HOW TO COMPLETE THIS TASK: For every record that follows, transcribe the text exactly and leave any image out.

[EXERCISE DATA Boundary: Start]

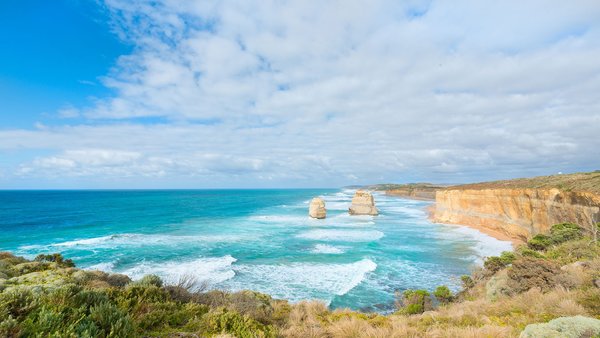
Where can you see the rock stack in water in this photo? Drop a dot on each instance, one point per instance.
(317, 208)
(363, 204)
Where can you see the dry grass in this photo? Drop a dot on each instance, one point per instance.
(587, 182)
(505, 317)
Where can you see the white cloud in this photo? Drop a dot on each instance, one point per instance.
(326, 93)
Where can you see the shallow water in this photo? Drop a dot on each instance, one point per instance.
(249, 239)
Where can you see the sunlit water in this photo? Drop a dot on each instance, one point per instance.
(249, 239)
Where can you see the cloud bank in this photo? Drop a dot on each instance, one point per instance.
(313, 93)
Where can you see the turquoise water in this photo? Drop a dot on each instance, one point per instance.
(249, 239)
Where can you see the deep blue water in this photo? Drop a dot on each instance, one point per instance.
(248, 239)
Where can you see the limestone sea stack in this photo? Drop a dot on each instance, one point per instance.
(317, 208)
(363, 204)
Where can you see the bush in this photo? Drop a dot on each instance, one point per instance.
(527, 252)
(225, 321)
(577, 326)
(526, 273)
(150, 280)
(118, 280)
(495, 264)
(560, 233)
(443, 294)
(56, 258)
(539, 242)
(467, 282)
(414, 302)
(9, 328)
(112, 321)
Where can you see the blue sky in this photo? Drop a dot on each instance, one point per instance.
(53, 54)
(205, 94)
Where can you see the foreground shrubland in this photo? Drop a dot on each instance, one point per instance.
(550, 288)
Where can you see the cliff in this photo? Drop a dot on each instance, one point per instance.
(522, 208)
(363, 204)
(418, 191)
(317, 209)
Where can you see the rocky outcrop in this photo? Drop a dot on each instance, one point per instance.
(564, 327)
(416, 194)
(317, 208)
(363, 204)
(518, 213)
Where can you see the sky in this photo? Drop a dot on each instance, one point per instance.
(277, 94)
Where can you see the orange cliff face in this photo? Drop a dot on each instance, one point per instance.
(517, 213)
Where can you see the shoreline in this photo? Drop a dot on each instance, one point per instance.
(499, 235)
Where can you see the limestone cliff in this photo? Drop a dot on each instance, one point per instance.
(521, 208)
(363, 204)
(317, 208)
(417, 194)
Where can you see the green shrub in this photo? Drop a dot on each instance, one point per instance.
(111, 321)
(560, 233)
(9, 327)
(18, 302)
(467, 282)
(414, 302)
(443, 294)
(539, 242)
(150, 280)
(526, 273)
(117, 279)
(527, 252)
(573, 251)
(56, 258)
(577, 326)
(232, 322)
(495, 264)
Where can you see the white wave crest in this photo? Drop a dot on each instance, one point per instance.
(300, 281)
(211, 270)
(111, 241)
(342, 235)
(326, 249)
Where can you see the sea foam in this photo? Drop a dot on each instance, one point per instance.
(211, 270)
(326, 249)
(299, 281)
(342, 235)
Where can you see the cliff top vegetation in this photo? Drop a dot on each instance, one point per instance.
(582, 182)
(548, 288)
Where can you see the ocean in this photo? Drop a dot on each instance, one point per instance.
(260, 240)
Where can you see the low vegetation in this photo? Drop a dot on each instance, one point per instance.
(582, 182)
(550, 287)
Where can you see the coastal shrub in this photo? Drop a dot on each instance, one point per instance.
(118, 280)
(560, 233)
(577, 326)
(572, 251)
(225, 321)
(414, 302)
(590, 299)
(56, 258)
(443, 294)
(9, 327)
(494, 264)
(151, 280)
(467, 282)
(526, 273)
(539, 242)
(111, 320)
(178, 293)
(525, 251)
(18, 301)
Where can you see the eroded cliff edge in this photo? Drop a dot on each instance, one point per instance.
(524, 207)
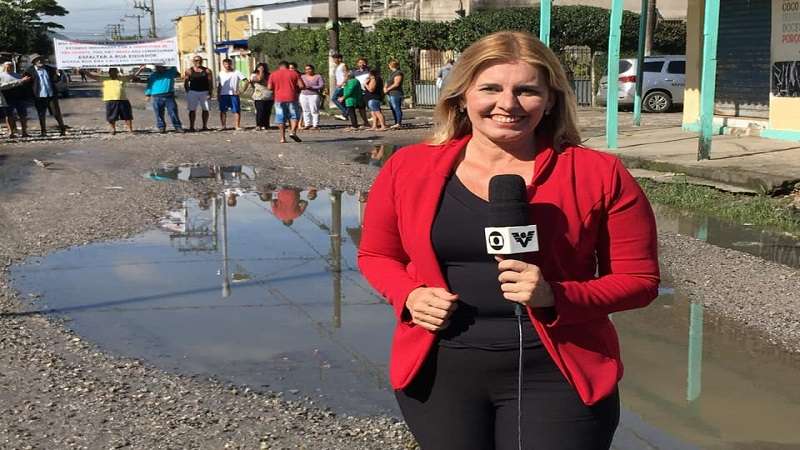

[EXERCISE DATA Boundary: End]

EXERCISE ANSWER:
Where can you see the rock stack in water in this photo? Drop a dot on each instance, one point per instance.
(317, 208)
(363, 204)
Where can you see the dry grass in this photo? Drop a dot on each instance, one point per instance.
(587, 182)
(505, 317)
Where can you see the white cloud in this photo? Drop a dot on each instance, one point per instance.
(326, 93)
Where can you see the shallow water in this photo? Drop a dot on each instance, one point per instance.
(249, 239)
Where can you see the sunlit water in this photo? Drop a dot on each instance, one point per instance.
(249, 239)
Where can you see the cloud bank in this photo? Drop a dot on each instance, one point per instance.
(313, 93)
Where can you see the turquoise water in this photo? Drop a dot on each instance, one point per instance.
(249, 239)
Where can you see the deep blue water in this photo? Drop a dot on each instance, one point per instance.
(248, 239)
Where can you see the limestone sea stack in this photo? Drop a dot on each instance, one point per instance.
(317, 208)
(363, 204)
Where can you see the bush in this photo? Drop a dot on each instance, one point per instance.
(527, 252)
(225, 321)
(577, 326)
(526, 273)
(150, 280)
(118, 280)
(495, 264)
(560, 233)
(443, 294)
(56, 258)
(539, 242)
(467, 282)
(414, 302)
(9, 328)
(112, 321)
Where can you see the blue sky in this photo? Drop a dot on each instance, one point per instance.
(53, 54)
(205, 94)
Where can you see the foreground shrubland in this photo? Drop a dot on each instance, one point per instance.
(550, 288)
Where can you see the cliff in this photo? Drop a dot on each instance, one point per instance.
(522, 208)
(363, 204)
(418, 191)
(317, 209)
Where can you see the rocky outcrop in this photo? Drop a dot on each instance, one point per instance.
(564, 327)
(416, 194)
(317, 208)
(363, 204)
(518, 213)
Where can you see the sky in this photo? Drop a dot on each instance, one point per instance.
(277, 94)
Where can you see the orange cliff face in this photo? Drop a dot on each instance, one point per instance.
(517, 213)
Where can you see the shoreline in this photo? Drop a dot on each instance, one point per instance.
(499, 235)
Where can you see the limestone cliff in this photo? Drop a dot on each instance, one point per instance.
(521, 208)
(363, 204)
(317, 208)
(417, 194)
Where can you see the green shrub in this photo? Drop a dot on each instance, one point per instance.
(111, 321)
(560, 233)
(9, 327)
(18, 302)
(467, 282)
(414, 302)
(443, 294)
(539, 242)
(150, 280)
(526, 273)
(117, 279)
(527, 252)
(573, 251)
(56, 258)
(577, 326)
(232, 322)
(495, 264)
Where can you see the white wave crest in this photo? Drop a dot on each instance, one point per instance.
(300, 281)
(211, 270)
(111, 241)
(342, 235)
(326, 249)
Where can you see the sea foam in this photo? Drop a dot on each instance, one point per instance.
(211, 270)
(326, 249)
(299, 281)
(342, 235)
Where can you see the cliff top vegetation in this photo? Drop a dot on each instance, one point per instance.
(582, 182)
(548, 288)
Where can you see the ocean in this photo? Drop a dot on each instance, one point per instance.
(260, 240)
Where can you see the low vegetation in this photo? Drop a dot on each instance, one point per instance.
(582, 182)
(550, 287)
Where can you see the coastal shrub in this photo? Drop a dot on each instance, one point per instance.
(118, 280)
(560, 233)
(577, 326)
(572, 251)
(225, 321)
(414, 302)
(590, 299)
(56, 258)
(443, 294)
(9, 327)
(494, 264)
(151, 280)
(467, 282)
(526, 273)
(539, 242)
(111, 320)
(178, 293)
(525, 251)
(18, 301)
Where can you see the eroded cliff edge in this photo? Drop a dot on each instance, one point per instance.
(524, 207)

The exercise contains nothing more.